Little River site updates
By Mark Muniz
The Green Lantern site was excavated from May 30 to June 3, 1996 as the third of a series of excavations in Little River that had as their goal, the further exploration of sites with a high potential for the preservation of Paleoindian activity. The third? You are probably wondering. The first intensive survey/excavation of archaeological site in Little River by the Aucilla River Prehistory Project was conducted at the Matten/Childers site 8Je604 in 1990. The Latvis/Simpson site, excavated in 1995, was the second large scale operation with which many of you are intimately (if not regretfully) familiar (see C.A. Hemmings). From years of diver collection and surface surveys, it was clear that Little River held multiple occurrences of artifacts in association with extinct fauna, the only problem was (and still is) finding this association in a secure stratigraphic context. Thus it was decided that 1996 would be the year to blitzkrieg Little River with the equivalent of Phase 11 surveys of five sites, four of which had not been excavated before.
The Green Lantern and Crag Hole sites, 8Jel507 and 8Je638 respectively, were excavated almost as one continuous site due to their immediate proximity. The primary goal for both sites was to determine if there were any intact paleosols present, similar to that of the Bolen paleosol at Page/Ladson. A paleosol is an ancient soil that was exposed to the air as a modern soil would be, but was then capped in such a way that its structure and surface were preserved intact. Without a paleosol, or some other distinct intact surface to associate artifacts and features with, cultural material would seem suspended in the space of whatever matrix we encountered it and would offer us few clues as to its context or associations.
Other goals were to measure enough data points to create a bathymetric reconstruction of the sites (see fig. 1), and to date the sediments present at each site.
June 7 was the last day spent at Crag Hole, and I am proud to say that we accomplished all of the goals we had set for the two sites. Unfortunately we encountered no paleosols or other subaereally exposed surfaces at the targeted time frame (12,000-10,000 hp) but this in itself was not at all a failure in any sense. Going into these unexplored sites, there is no way of knowing if there will be any intact Paleoindian remains, therefore, even by learning about a site that is not what you are looking for, much information is gained about the geologic history of the river, effects of hydrology on the behavior of artifact and bone beds along the bottom of the river, and the strategic elimination of another site that does not hold “da goods”. Dates for the clays at Green Lantern came back at >40,050 bp and 37,430 +/-560 bp. Although one sediment sample remains to be carbon dated, it is likely to be too old. Dates on the clays at Crag Hole are 41,560+/- 920 bp, 37,690+/- 910 bp, 37,160+/710 hp and 32,660+/-1,230 bp. Interestingly these dates coincide with a glacial maximum that was of shorter duration than the final Wisconsinan glaciation and may prove to be quite influential in the sedimentation of the Aucilla River drainage.

— Given instruction 1 —
Name every site the Little River site updates mention by name.

— Data provided —

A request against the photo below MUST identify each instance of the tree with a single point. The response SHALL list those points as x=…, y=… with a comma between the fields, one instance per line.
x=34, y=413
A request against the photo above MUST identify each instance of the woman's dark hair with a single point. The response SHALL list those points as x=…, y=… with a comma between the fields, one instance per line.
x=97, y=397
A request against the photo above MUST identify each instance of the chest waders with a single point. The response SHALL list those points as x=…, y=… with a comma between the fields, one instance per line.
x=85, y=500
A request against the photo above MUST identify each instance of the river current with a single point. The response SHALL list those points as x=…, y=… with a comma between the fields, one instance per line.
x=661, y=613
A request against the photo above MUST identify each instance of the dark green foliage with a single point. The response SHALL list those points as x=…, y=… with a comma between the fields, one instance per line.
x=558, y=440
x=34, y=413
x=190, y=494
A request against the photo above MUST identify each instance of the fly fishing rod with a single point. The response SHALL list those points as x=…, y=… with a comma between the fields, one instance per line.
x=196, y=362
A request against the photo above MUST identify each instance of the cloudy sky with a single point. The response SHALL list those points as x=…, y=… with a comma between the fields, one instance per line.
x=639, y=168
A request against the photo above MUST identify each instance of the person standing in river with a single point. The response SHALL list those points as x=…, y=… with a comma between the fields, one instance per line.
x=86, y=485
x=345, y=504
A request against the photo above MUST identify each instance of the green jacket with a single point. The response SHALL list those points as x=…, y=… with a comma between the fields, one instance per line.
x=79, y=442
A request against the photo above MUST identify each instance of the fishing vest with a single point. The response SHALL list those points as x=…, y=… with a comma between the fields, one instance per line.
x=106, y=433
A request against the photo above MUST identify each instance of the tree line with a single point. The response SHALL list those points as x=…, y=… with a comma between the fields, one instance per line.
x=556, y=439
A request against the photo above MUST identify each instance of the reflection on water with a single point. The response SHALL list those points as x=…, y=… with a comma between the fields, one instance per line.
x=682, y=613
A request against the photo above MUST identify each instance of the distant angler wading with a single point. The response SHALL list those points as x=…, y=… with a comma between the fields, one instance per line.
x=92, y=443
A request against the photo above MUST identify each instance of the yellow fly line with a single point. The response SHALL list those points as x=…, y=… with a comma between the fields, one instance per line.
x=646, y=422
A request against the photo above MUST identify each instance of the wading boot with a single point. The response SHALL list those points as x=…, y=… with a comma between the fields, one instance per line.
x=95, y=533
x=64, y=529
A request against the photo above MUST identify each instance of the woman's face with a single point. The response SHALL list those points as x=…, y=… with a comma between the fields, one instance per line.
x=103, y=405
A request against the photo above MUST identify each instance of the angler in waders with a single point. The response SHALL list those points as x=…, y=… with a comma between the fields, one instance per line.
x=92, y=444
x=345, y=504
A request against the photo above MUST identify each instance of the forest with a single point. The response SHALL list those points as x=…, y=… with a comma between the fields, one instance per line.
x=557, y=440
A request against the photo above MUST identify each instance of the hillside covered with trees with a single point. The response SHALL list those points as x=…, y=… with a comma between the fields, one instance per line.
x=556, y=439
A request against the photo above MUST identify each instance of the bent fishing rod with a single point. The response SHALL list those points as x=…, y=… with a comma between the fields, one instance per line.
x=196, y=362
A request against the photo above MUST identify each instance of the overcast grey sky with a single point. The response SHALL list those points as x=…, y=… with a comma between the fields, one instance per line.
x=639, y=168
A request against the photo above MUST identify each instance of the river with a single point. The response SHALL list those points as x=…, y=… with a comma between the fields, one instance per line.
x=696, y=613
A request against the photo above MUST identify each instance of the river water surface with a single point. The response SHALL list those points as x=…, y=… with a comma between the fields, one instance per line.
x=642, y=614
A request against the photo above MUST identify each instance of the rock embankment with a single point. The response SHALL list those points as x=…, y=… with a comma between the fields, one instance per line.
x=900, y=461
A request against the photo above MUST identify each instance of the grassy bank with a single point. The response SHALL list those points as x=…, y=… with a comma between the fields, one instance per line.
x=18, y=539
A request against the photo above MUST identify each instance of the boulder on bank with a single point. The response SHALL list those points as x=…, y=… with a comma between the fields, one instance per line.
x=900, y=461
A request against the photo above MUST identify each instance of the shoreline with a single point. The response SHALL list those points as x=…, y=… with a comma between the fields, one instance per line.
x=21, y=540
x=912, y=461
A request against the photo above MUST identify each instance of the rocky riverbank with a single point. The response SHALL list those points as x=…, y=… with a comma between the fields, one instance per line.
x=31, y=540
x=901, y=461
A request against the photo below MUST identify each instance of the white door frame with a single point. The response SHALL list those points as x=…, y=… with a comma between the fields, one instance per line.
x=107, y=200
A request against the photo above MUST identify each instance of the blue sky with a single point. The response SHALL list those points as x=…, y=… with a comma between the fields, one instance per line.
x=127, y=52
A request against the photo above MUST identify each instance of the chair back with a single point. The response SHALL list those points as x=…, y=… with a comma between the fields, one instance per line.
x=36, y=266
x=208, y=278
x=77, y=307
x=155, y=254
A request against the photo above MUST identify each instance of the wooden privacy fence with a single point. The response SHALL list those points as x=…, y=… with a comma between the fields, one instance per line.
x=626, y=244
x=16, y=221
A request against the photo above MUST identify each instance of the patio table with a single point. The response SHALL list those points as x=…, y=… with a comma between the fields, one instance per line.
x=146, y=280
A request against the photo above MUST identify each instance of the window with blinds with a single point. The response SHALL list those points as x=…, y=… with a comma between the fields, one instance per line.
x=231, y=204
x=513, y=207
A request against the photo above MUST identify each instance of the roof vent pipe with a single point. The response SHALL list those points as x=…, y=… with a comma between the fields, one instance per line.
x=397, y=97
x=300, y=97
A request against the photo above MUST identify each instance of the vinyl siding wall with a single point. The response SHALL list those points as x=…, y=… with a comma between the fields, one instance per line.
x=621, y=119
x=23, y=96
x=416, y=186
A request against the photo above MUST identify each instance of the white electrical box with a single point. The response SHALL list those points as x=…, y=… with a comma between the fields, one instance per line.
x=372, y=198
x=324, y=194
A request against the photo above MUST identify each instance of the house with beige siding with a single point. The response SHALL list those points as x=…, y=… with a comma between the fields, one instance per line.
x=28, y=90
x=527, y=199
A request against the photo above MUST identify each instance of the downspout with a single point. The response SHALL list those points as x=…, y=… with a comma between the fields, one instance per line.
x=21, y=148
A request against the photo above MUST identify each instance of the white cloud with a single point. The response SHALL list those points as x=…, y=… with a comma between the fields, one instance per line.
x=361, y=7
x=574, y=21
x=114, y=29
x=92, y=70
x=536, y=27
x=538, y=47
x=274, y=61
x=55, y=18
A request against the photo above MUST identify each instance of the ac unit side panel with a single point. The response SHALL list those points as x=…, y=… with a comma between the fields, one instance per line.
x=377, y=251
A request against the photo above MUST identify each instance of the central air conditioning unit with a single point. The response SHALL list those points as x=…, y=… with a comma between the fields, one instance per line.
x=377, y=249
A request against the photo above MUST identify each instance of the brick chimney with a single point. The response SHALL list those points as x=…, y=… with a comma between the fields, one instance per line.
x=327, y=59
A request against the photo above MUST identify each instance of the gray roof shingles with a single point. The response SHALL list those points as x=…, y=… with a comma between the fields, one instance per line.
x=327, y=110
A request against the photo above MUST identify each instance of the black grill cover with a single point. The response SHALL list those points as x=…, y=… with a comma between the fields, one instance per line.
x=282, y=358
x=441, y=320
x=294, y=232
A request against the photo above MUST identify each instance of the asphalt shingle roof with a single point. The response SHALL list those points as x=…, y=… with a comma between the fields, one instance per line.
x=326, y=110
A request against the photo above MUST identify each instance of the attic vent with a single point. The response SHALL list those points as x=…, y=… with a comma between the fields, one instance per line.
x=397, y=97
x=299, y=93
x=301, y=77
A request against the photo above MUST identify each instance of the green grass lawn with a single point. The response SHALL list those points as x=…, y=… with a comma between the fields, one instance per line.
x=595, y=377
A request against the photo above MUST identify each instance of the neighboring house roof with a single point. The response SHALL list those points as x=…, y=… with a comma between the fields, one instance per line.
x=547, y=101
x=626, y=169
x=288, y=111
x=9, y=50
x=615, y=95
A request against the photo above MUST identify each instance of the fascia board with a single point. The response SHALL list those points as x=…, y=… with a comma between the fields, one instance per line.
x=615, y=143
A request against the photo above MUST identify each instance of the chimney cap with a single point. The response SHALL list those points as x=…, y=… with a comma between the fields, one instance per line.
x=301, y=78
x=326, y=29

— Given instruction 2 —
Rewrite the entries from the line that contains "of the cloudy" through the line that contains "x=64, y=529", keeping the requests and shifting every answer coordinate by -19.

— Output 1 —
Green Lantern
Matten/Childers
Latvis/Simpson
Crag Hole
Page/Ladson

— Output 2 —
A request against the photo above MUST identify each instance of the cloudy sky with a single point. The response SHALL list those points as x=…, y=… with a comma between the fields, one instance per line.
x=620, y=149
A request against the photo above MUST identify each instance of the person standing in river with a single point. The response SHALL list those points as x=…, y=… with a comma between the fields, one instance per line.
x=67, y=466
x=326, y=485
A request against the photo above MUST identify each instance of the green jacket with a single point. The response SHALL list those points as x=…, y=… with a comma between the fields, one instance per line.
x=60, y=423
A request against the photo above MUST identify each instance of the fishing vest with a single point. The response SHALL list those points as x=…, y=… with a comma between the fields, one instance per line.
x=87, y=414
A request against the photo above MUST identify each instance of the tree line with a single point. The response SHALL list those points as x=…, y=… with a comma between the fields, one instance per line.
x=537, y=420
A request against the photo above MUST identify each instance of the reflection on water with a single point. The response SHALL list those points as x=…, y=… with a comma between the fields, one instance per line.
x=663, y=594
A request against the photo above MUST identify each instance of the distant angler wading with a single point. The response SHALL list those points as x=…, y=… with a comma between the fields, one instance per line.
x=73, y=424
A request against the photo above MUST identify each instance of the yellow fly line with a single point. The response SHALL list those points as x=…, y=… with a comma between the fields, one instance per line.
x=627, y=403
A request against the photo above MUST identify each instance of the wading boot with a single point. The response SHALL list those points as x=…, y=… with a comma between the fields, one instance per line.
x=76, y=514
x=45, y=510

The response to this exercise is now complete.